QUOTED PASSAGE:
★ ★ ★ ★

ShortWave GBICs provide connectivity for comparatively short distances—up to 500 meters. The 50-micron fiber-optic cables offer SW mode at a distance of 2 to 500 meters. The 62.5-micron fiber-optic cables offer the SW mode at a distance of 2 to 175 meters. The 9-micron fiber-optic cables do not support the SW mode.

As the name suggests, GBICs that function in LW mode offer long connectivity distances of up to 10 kilometers. The 9-micron fiber-optic cables offer LW mode up to a distance of 10 kilometers. Both 50-micron and 62.5-micron fiber-optic cables offer the LW mode up to a distance of 550 meters.

GBICs are external pull-push type connectors that need to be attached to the HBA as shown in Figure 4-2. GBICs plug into the Fibre Channel device. Fibre Channel cables, or links, are then attached to the GBIC. They are commonly used with HBAs, switches, and gateways and support transfer rates of 1063 Mbps and above. Prices of GBICs range from $250 to $3000.

NOTE: Apart from Fibre Channel networks (such as SANs), GBICs can also be used in Gigabit Ethernets.


Figure 4-3 GBIC


Also referred to as Gigabaud Link Modules, GLMs are the low-cost predecessor of GBICs. GLMs facilitate full-duplex communication between Fibre Channel devices. They convert differential serial data signals to optical or copper signals so that the signals can be transmitted over the Fibre Channel link. At the recipient end, GLMs reconvert the optical or copper signals to differential serial data signals that the recipient can understand and process.

Although the GLMs function similarly to the GBICs, there are differences between the two.

Table 4-1 enumerates the differences between GLMs and GBICs.

The Differences Between GBICs and GLMs
GBICs offer transfer rates of 1063 Mbps and above. GLMs offer transfer rates of 266 Mbps and 1063 Mbps.
GBICs are hot-pluggable. This means that the GBICs can be attached to or removed from the Fibre Channel device while the device is still operational. GLMs are not hot-pluggable. The Fibre Channel device needs to be shut down before GLMs can be attached, replaced, or repaired.
GBICs are easy to configure and use. GLMs are difficult to configure and use.
GBICs are more expensive than GLMs. GLMs are comparatively cheaper than GBICs.

Similar to GBICs, GLMs also use two types of lasers for transportation of data over fiberoptic links. These include the following:

  • SW

  • LW

You can attach GLMs to the Fibre Channel devices as external connectors, or you can build GLMs into the HBA. Figure 4-3 shows an external GLM. Figure 4-4 shows a GLM that is a part of the HBA. The price of GLMs ranges from $900 to $2500.

★ ★ ★ ★

INFORMATION SUPPLIED:
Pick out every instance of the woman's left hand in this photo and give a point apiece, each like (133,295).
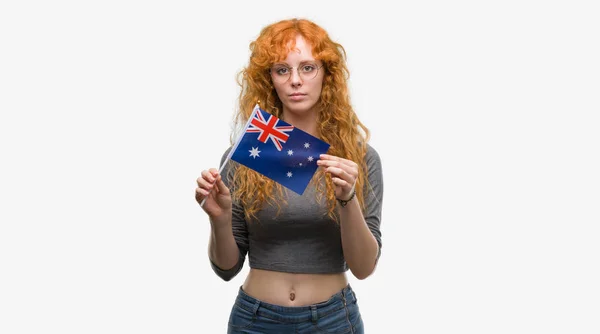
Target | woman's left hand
(343,172)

★ ★ ★ ★

In the passage on GBICs and GLMs, over what distance do 62.5-micron fiber-optic cables offer SW mode? The listing is separate from the passage on GBICs and GLMs.

RESULT FOR THIS EXERCISE:
2 to 175 meters.